##### DATA FOR THIS EXERCISE #####
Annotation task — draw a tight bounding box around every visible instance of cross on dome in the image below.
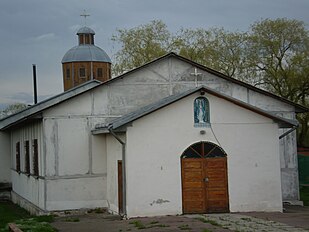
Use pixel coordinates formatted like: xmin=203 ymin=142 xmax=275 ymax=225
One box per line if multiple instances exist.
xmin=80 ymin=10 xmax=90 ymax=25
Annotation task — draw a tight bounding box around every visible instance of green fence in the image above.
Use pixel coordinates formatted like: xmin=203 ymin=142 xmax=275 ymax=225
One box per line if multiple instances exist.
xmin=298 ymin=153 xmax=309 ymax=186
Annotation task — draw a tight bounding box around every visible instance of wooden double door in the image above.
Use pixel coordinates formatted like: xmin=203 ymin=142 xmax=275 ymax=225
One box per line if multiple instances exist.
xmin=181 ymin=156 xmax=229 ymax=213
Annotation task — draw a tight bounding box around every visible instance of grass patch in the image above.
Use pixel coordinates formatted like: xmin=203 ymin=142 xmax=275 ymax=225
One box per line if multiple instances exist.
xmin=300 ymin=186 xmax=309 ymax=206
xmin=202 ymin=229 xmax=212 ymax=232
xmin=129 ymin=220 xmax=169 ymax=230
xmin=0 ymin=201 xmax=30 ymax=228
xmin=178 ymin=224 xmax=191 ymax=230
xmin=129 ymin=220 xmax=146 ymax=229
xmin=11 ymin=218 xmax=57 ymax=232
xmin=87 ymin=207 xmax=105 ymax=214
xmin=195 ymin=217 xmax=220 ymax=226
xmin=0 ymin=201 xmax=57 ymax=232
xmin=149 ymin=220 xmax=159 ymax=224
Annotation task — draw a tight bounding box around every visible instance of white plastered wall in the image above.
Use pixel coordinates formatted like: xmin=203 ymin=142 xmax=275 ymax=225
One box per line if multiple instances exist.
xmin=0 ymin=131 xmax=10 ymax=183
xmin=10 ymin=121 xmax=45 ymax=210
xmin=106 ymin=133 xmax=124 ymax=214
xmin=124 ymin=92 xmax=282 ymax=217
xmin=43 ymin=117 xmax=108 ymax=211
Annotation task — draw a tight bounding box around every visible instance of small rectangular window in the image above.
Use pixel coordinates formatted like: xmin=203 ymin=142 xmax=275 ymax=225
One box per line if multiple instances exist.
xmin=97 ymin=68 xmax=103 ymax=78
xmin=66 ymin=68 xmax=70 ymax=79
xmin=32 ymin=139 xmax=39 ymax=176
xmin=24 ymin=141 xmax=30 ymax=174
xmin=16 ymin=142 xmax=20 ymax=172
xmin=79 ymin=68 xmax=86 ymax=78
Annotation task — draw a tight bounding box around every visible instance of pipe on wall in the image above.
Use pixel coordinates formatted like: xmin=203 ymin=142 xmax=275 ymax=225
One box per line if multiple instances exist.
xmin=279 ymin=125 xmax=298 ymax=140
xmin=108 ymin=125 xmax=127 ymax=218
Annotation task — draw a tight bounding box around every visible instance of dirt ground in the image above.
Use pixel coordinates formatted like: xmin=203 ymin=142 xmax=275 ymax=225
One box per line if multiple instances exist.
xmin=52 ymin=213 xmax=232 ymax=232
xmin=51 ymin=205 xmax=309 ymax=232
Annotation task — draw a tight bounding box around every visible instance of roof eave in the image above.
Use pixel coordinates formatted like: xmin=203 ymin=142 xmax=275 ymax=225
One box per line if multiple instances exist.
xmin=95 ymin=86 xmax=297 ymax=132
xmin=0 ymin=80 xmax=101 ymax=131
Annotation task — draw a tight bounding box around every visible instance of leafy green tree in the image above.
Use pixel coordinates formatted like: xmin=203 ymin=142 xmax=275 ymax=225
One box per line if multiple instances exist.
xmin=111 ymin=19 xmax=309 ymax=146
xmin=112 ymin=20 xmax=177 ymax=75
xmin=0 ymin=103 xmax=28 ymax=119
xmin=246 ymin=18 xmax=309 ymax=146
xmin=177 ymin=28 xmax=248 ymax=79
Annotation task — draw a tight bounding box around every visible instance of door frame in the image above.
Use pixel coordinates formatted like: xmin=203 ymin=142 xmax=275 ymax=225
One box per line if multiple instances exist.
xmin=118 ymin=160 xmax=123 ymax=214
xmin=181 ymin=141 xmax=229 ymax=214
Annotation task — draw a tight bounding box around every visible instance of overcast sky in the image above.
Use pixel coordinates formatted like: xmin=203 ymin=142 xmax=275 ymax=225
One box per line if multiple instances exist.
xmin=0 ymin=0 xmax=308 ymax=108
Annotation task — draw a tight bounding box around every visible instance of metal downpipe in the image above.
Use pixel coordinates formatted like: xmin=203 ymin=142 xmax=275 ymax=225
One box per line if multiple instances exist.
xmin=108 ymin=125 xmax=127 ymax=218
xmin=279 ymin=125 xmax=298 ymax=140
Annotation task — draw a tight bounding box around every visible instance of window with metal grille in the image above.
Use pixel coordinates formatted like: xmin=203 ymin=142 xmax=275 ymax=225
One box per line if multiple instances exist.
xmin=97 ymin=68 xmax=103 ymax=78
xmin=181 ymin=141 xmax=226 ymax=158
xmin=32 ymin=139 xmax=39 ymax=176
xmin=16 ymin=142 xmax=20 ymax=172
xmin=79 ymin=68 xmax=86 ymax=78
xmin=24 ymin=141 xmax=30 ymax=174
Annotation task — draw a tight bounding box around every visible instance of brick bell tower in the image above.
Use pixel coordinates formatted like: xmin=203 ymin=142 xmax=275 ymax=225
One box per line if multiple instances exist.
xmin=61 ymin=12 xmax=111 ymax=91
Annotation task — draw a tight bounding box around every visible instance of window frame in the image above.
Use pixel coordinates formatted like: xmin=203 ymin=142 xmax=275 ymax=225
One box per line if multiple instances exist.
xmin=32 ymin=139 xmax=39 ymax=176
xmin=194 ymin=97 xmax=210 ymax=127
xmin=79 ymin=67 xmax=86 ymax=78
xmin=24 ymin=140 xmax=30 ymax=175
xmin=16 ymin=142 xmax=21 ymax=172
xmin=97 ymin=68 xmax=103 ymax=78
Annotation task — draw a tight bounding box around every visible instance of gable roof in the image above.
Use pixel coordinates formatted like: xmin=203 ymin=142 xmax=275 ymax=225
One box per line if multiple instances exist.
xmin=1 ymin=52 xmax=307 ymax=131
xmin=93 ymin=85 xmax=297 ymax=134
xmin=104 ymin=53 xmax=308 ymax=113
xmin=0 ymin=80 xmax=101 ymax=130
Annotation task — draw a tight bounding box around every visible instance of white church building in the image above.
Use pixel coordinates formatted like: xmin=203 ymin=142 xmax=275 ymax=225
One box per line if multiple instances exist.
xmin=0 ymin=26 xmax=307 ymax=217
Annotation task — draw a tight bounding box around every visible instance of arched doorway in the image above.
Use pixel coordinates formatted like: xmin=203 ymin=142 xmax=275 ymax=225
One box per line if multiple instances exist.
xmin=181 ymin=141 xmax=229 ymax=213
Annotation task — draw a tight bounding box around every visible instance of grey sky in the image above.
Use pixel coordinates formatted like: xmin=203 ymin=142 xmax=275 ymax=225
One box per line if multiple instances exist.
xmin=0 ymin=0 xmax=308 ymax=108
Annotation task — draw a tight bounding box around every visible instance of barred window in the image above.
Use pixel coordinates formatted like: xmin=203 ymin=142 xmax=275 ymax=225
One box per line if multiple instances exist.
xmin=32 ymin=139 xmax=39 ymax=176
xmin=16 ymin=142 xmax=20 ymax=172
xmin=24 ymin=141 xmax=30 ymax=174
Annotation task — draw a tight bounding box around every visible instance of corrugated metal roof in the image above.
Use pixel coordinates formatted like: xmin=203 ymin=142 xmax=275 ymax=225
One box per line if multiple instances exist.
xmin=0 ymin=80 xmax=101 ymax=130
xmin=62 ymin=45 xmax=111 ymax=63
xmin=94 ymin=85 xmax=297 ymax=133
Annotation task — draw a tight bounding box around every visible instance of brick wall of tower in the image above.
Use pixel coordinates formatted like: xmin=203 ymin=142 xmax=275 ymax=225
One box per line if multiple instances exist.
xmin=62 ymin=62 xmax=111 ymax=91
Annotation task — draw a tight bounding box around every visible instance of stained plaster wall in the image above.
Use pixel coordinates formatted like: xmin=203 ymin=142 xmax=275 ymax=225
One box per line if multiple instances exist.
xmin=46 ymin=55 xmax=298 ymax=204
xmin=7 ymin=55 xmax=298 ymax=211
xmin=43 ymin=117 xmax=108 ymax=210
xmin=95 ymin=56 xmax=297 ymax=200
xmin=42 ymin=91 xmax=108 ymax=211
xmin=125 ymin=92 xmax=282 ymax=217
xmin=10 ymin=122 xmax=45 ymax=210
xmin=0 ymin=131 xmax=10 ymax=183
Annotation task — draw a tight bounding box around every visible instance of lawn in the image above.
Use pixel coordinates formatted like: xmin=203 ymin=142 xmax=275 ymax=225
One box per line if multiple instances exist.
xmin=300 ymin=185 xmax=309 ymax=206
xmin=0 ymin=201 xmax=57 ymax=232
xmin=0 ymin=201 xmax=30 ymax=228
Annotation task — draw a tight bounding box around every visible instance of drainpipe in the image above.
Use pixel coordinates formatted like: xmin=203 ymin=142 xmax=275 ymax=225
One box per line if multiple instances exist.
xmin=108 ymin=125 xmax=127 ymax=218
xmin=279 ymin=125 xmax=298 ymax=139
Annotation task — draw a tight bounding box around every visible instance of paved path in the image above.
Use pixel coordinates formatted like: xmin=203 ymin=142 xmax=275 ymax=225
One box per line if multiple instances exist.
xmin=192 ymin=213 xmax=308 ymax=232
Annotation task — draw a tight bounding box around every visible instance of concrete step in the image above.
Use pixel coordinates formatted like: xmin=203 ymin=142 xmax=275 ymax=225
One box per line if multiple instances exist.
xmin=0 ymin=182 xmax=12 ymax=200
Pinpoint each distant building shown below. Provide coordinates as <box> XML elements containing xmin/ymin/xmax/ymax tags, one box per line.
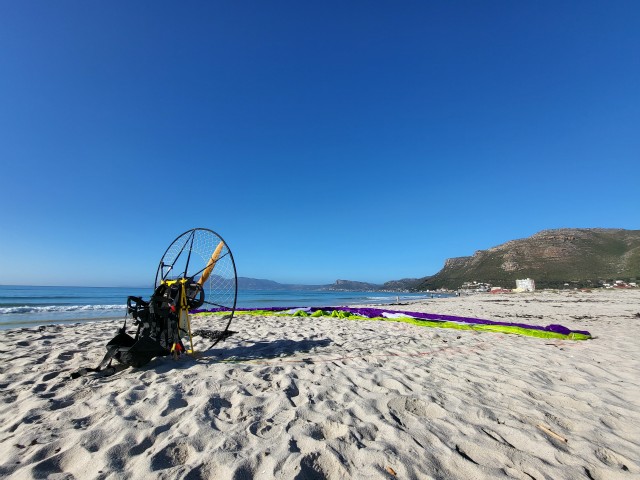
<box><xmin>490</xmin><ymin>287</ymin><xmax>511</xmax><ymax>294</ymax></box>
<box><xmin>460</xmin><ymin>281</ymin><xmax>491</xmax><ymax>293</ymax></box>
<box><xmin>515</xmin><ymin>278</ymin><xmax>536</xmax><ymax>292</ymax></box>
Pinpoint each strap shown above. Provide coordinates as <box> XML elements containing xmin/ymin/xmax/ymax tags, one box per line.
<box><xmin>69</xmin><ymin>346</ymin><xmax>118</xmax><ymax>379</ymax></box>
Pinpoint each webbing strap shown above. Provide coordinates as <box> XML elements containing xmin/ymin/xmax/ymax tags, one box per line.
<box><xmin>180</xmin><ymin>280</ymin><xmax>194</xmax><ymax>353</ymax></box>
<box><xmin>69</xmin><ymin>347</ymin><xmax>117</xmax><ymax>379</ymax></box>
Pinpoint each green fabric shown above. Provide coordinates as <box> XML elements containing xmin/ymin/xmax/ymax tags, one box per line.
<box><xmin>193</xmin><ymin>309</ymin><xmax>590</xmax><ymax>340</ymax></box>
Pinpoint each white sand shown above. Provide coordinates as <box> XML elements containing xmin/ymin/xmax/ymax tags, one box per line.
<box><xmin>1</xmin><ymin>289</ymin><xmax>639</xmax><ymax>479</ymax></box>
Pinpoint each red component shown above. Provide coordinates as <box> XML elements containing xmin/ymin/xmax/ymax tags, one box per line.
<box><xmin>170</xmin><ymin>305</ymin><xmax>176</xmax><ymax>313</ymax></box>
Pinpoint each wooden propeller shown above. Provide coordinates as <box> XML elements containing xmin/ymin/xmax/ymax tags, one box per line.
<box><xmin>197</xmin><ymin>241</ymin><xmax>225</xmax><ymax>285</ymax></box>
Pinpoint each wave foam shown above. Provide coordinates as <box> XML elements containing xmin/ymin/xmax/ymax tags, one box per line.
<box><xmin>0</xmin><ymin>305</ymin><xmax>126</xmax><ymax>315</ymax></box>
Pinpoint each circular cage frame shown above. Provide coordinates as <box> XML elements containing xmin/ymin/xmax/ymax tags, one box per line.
#####
» **ASSIGNED TASK**:
The expected output is an exact copy of the lines from the top of the data above through the line containing "patch in the image above.", both included, with every picture omitted.

» **FINISHED TASK**:
Annotation task — draw a tight bounding box around every visible instance of cross on dome in the image below.
Use pixel coordinates formatted like: xmin=203 ymin=142 xmax=275 ymax=225
One box per line if multiple instances exist.
xmin=80 ymin=10 xmax=90 ymax=25
Annotation task — draw a tight bounding box around every visible instance of green fence in the image above.
Use pixel coordinates formatted like: xmin=203 ymin=142 xmax=275 ymax=225
One box per line if multiple instances exist.
xmin=298 ymin=153 xmax=309 ymax=186
Annotation task — draw a tight bounding box around every visible instance of wooden double door in the image above.
Use pixel coordinates formatted like: xmin=203 ymin=142 xmax=275 ymax=225
One box per line if multiple instances exist.
xmin=181 ymin=156 xmax=229 ymax=213
Annotation task — draw a tight bounding box around every visible instance of grass patch in the image above.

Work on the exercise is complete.